## Extracted data entries
Start of Block
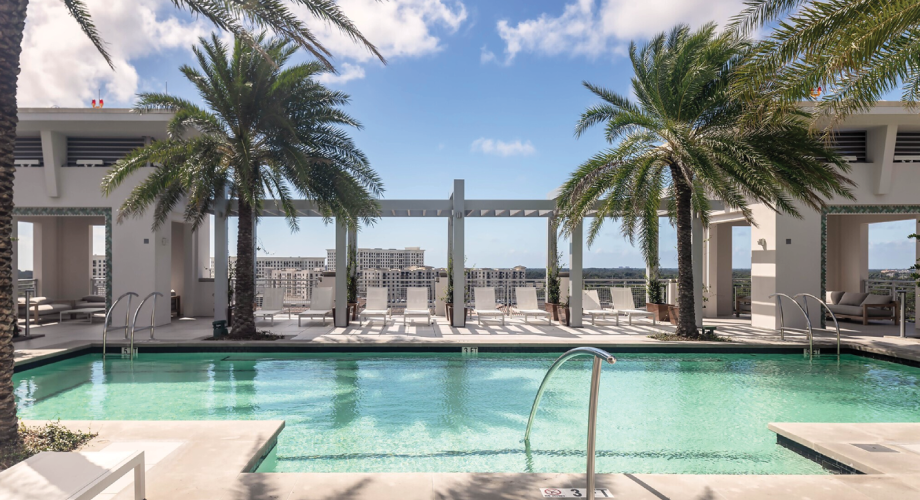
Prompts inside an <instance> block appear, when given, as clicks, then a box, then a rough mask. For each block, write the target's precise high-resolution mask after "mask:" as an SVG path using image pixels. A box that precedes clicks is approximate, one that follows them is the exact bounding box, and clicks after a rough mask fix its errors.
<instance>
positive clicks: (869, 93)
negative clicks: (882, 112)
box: [731, 0, 920, 124]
End of Block
## DESCRIPTION OF THE TASK
For each record, return its text exactly and leave any picture out.

## RESPONSE TO THIS TASK
Prompts inside an <instance> block appear, when given, as clicks, then a box, then a rough mask. For each block, write the target's precise high-resolution mask after "mask:" as an SVG path using image pixels. A box that precedes clicks is approximate, one that follows them is the exact bounding box, and clicks after a rough mask fix its errors.
<instance>
positive clicks: (869, 93)
negative clicks: (882, 112)
box: [731, 0, 920, 124]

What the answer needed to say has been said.